Passage to read -
----------
McWILLIE CHAMBERS Cute Boy in the Park, 1998 Oil on canvas 24" x 18"

ALLURE: Painted and Drawn Visions of Beauty

Sep 10, 2004 - Oct 16, 2004

ALLURE: Painted and Drawn Visions of Beauty

by Christian Bain

“Allure is a word few people use…but it’s something that exists. Allure holds you…whether it’s a gaze or a glance in the street or a face in a crowd or someone sitting opposite you at lunch…like a perfume or…a memory…it pervades…you are held.”

-Diana Vreeland

How strange that a simple word, “allure”, can hold so much power…yet be so elusive. Though the concept may be universally recognized, even the famous arbiter of fashion, Diana Vreeland resorted to similes when seeking to put it into words.

The experience of allure can be triggered in a fleeting moment, an intense and oh-so-brief meeting of eyes with a charming stranger who stays in your mind for hours, even days. Perhaps you never really forget.

What was it about that enchanting person whose eyes may hold you still? What might have happened if you’d actually met? Would it have spoiled a beautiful illusion or launched the romance of your life?

ALLURE: Visions of Beauty, the inaugural exhibition of the Leslie-Lohman Gay Art Foundation Gallery’s 2004-2005 season, explores the mysterious attraction of allure from the diverse perspectives of some 50 invited gay and lesbian artists.
----------
Do this - In the essay on allure, shorten the paragraph that begins "How strange that a simple word" while keeping its main facts. The records have nothing to do with the essay on allure.

Information supplied -
----------
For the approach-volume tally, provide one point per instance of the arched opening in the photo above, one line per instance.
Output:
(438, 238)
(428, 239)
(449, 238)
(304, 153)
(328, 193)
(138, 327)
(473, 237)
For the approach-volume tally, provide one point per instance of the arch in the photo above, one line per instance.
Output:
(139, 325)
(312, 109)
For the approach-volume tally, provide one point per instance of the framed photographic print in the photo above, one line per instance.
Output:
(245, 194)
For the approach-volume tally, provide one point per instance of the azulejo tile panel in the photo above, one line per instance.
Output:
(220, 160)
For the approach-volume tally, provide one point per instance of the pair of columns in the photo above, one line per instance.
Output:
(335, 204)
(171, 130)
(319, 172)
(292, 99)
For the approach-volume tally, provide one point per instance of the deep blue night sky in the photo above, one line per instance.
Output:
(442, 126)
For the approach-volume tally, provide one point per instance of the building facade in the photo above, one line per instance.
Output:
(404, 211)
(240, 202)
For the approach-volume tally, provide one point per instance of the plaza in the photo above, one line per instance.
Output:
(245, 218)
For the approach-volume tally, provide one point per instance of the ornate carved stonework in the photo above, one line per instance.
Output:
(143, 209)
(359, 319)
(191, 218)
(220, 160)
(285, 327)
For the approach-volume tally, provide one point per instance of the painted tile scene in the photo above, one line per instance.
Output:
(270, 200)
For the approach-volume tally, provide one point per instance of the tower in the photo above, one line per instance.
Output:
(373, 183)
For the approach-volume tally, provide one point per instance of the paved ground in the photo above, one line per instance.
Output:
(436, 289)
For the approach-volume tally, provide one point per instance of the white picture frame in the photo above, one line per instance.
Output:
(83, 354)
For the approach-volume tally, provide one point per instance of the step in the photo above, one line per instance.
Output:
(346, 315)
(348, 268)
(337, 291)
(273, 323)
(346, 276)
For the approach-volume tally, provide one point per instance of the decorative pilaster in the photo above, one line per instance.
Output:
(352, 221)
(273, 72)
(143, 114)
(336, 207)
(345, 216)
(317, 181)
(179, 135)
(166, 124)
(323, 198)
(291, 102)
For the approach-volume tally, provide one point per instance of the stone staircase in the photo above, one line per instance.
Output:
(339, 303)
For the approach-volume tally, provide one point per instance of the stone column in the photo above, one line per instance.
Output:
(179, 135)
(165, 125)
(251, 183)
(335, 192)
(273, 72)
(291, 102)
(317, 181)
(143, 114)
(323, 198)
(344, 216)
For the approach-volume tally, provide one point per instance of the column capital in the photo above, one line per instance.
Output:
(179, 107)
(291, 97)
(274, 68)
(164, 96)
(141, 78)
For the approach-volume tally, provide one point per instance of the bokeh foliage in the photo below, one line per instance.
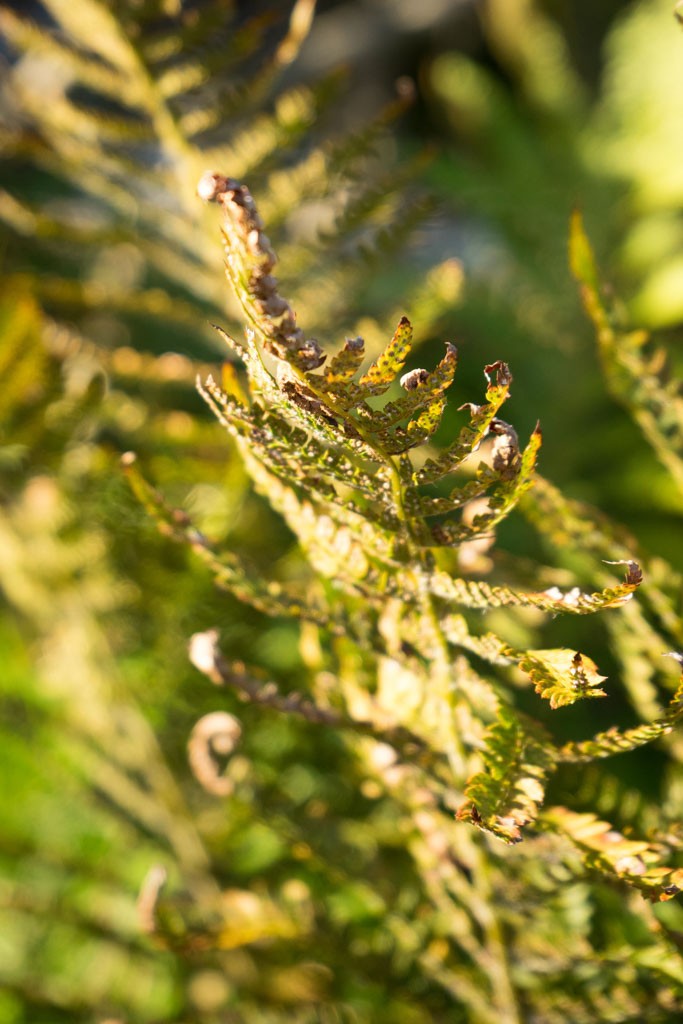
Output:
----------
Answer in full - The word "allure" is powerful yet elusive. Though the concept is universally recognized, even the famous fashion arbiter Diana Vreeland relied on similes to describe it.